● PROBLEM TO SOLVE: Format everything from the line containing "query (the noun phrase to segment): rear" down through the line containing "844 482 L 851" as a two-column CSV with the header row instruction,svg and one row per entry. Place each entry's text and its answer in their own quoted fields, with line breaks replaced by spaces.

● PROVIDED DATA:

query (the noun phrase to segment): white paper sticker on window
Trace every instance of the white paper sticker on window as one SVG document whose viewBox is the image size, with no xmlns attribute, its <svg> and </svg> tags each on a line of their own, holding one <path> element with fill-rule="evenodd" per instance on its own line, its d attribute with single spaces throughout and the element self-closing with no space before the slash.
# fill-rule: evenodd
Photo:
==
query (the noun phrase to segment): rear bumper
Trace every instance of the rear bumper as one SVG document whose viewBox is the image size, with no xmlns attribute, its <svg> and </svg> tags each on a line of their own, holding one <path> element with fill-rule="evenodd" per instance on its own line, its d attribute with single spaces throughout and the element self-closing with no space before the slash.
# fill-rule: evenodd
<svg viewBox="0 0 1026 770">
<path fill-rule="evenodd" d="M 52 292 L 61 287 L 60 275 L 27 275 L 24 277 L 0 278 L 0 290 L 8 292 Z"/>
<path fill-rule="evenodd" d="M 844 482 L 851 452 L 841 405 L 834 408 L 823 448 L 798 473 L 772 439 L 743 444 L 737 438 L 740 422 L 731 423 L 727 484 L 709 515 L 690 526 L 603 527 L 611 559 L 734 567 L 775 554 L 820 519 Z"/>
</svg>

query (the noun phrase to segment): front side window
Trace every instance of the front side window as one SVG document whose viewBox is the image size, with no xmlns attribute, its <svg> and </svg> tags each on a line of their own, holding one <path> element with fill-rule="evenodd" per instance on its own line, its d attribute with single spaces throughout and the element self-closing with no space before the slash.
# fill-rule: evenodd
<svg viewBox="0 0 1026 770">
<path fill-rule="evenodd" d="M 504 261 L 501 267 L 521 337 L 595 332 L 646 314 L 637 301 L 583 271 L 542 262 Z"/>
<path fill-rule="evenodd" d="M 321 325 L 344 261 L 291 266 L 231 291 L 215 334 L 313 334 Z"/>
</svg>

● WRITTEN SOLUTION:
instruction,svg
"query (the noun phrase to segment): rear bumper Trace every instance of the rear bumper as one SVG document whose viewBox is the image size, with no xmlns attribute, its <svg> and </svg> tags each on a line of their own, holding one <path> element with fill-rule=""evenodd"" per instance on its own line, its d attribute with single spaces throughout and the element self-closing with no space before the slash. # fill-rule: evenodd","<svg viewBox=""0 0 1026 770""> <path fill-rule=""evenodd"" d=""M 52 292 L 61 287 L 60 275 L 27 275 L 24 277 L 0 278 L 0 290 L 8 292 Z""/> <path fill-rule=""evenodd"" d=""M 844 482 L 851 452 L 841 405 L 834 408 L 823 448 L 798 473 L 772 439 L 743 444 L 737 438 L 740 422 L 731 423 L 727 484 L 709 515 L 690 526 L 603 527 L 611 559 L 734 567 L 775 554 L 820 519 Z""/>"